■ EXERCISE OBJECTIVE
Arrange the lines of the listing as a numbered list, starting at the line that contains "board in the photo above." and ending at the last line of the listing, with both ends included and any blank lines left out.

■ TASK INPUTS
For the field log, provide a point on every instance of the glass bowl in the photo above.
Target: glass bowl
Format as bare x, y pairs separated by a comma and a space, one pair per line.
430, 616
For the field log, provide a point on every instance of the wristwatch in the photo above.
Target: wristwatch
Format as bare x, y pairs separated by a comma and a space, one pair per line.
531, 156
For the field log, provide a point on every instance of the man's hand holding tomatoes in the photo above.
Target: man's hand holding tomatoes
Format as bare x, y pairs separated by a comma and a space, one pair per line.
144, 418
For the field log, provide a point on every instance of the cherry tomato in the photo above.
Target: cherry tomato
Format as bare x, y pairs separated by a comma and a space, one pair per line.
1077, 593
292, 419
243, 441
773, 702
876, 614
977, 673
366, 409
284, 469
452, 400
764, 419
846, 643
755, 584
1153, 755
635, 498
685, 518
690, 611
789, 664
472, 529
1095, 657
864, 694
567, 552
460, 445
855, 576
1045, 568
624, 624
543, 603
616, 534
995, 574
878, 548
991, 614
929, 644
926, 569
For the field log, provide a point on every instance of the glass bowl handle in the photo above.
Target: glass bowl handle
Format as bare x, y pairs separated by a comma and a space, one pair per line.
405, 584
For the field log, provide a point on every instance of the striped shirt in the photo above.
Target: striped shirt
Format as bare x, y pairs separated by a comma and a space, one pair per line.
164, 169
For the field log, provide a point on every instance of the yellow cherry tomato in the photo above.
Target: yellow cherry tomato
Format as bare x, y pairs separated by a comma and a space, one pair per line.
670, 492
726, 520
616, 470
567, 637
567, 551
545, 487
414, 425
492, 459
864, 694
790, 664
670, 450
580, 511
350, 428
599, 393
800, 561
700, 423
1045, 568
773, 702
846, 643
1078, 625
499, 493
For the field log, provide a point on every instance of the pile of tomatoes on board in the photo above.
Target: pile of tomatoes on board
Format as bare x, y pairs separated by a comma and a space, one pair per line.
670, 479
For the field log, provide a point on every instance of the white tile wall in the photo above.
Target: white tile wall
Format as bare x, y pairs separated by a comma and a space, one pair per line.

■ CORRECT RESPONSE
1. For the field log, provide a point on every instance of the pile of tomatoes on board in the photo above.
2. Target: pile of tomatoes on board
3. Format as bare x, y pairs separated by a comma and a space, one pair per line.
4. 670, 479
5. For the field log, provide a point on every instance of the white tile wall in the photo above.
6. Target: white tile wall
7. Format as bare x, y pairs separated by a comma and a space, one pair per line.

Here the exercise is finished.